Problem:
Make the copy match the entries below exactly, with no pictures carried over.

Given data:

_____

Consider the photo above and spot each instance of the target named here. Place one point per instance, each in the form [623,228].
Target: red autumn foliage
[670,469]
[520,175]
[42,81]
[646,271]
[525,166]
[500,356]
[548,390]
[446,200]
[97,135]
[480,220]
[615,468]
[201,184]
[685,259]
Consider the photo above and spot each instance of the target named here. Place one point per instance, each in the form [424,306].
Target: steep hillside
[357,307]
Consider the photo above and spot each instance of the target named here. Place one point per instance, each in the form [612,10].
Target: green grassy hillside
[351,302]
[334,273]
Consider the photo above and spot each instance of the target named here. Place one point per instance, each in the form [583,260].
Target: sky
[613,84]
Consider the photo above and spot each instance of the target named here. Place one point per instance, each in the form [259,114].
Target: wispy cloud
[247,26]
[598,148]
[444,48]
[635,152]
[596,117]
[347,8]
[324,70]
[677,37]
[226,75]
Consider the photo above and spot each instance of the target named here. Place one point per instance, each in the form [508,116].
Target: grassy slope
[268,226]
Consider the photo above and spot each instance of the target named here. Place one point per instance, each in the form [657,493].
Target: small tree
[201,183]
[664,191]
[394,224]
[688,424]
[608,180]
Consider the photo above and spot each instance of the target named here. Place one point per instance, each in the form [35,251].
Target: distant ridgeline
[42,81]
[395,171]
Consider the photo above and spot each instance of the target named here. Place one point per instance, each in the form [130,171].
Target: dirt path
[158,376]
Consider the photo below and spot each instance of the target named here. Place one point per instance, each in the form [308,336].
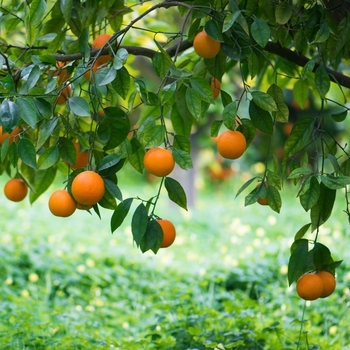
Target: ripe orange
[328,281]
[262,201]
[309,286]
[169,232]
[231,144]
[205,46]
[215,87]
[159,161]
[12,136]
[98,43]
[88,188]
[61,72]
[62,204]
[82,158]
[15,190]
[64,95]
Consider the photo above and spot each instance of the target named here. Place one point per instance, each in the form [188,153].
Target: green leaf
[322,81]
[151,134]
[202,88]
[274,198]
[108,161]
[260,31]
[321,256]
[46,131]
[79,106]
[10,116]
[67,150]
[213,30]
[113,189]
[120,213]
[301,92]
[229,115]
[37,11]
[175,192]
[283,12]
[48,158]
[120,58]
[193,102]
[244,186]
[298,260]
[322,34]
[41,182]
[182,158]
[299,137]
[121,84]
[340,117]
[310,197]
[335,182]
[322,210]
[301,233]
[300,172]
[137,155]
[282,113]
[162,63]
[114,127]
[31,80]
[260,118]
[28,111]
[230,20]
[152,238]
[27,153]
[264,101]
[66,8]
[139,223]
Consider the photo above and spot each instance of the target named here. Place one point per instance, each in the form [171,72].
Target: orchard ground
[68,283]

_____

Response to this exercise:
Consider the photo above and spot each instance of the target named here. Place one point per instance, each in the form [623,228].
Target: red autumn foliage
[670,469]
[520,175]
[42,81]
[646,271]
[525,166]
[500,356]
[548,390]
[446,200]
[97,135]
[480,220]
[615,468]
[201,184]
[685,259]
Consider the photo above and spot each instance of the target named here. Place one point per instance, each in the form [424,306].
Target: steep hillside
[357,307]
Consider the photo above and spot each instance of the target named here. Place one point per instance, each in the form [612,10].
Target: green grassy hillside
[351,302]
[334,273]
Consider the photo above and spot each instance of the target named here. Place one point per instance, each in the form [583,260].
Target: sky
[613,84]
Consider the photo above and spot each instance of the target named here. Place one point per instance, each in the form [259,114].
Target: wispy cloud
[247,26]
[598,148]
[444,48]
[635,152]
[596,117]
[347,8]
[324,70]
[677,37]
[226,75]
Consider the photo above and spot each instance of the target named here. Place one point per instance, each in the form [508,116].
Target: grassy slope
[268,226]
Consider the photo above and spot each instance of the target named here. Place one point per instance, each in the form [657,493].
Target: small tree
[201,183]
[664,191]
[394,224]
[688,424]
[608,180]
Consider the photo above and spot each instance of the target named here. Place one point per instance, each in the form [35,251].
Target: distant ridgeline
[42,81]
[395,171]
Consider the photo above and spot each instance of the target named here. Place one point per instance, each in the form [130,171].
Target: dirt path
[158,376]
Consider the photo below and spot each instance of the target named here. Place one point per instance, each in the form [308,336].
Target: ripe orange
[328,281]
[262,201]
[309,286]
[169,232]
[231,144]
[205,46]
[215,87]
[159,161]
[12,136]
[98,43]
[88,188]
[61,72]
[62,204]
[82,158]
[15,190]
[64,95]
Consider the photo above and spot each instance of the target named here. Place one point per instance, each in the form [188,153].
Target: green leaf
[322,81]
[151,134]
[202,88]
[274,198]
[108,161]
[260,31]
[321,256]
[46,131]
[79,106]
[10,116]
[67,150]
[213,30]
[113,189]
[120,213]
[301,92]
[229,115]
[37,11]
[175,192]
[283,12]
[48,158]
[120,58]
[193,102]
[244,186]
[298,260]
[322,34]
[41,182]
[182,158]
[299,137]
[121,84]
[340,117]
[310,197]
[335,182]
[322,210]
[301,233]
[300,172]
[137,155]
[282,113]
[162,63]
[114,127]
[31,80]
[260,118]
[28,111]
[230,20]
[152,238]
[27,153]
[264,101]
[66,8]
[139,223]
Consider the photo above and spot each instance of the target named here. Place one point per instance, each in the form [171,72].
Target: orchard ground
[68,283]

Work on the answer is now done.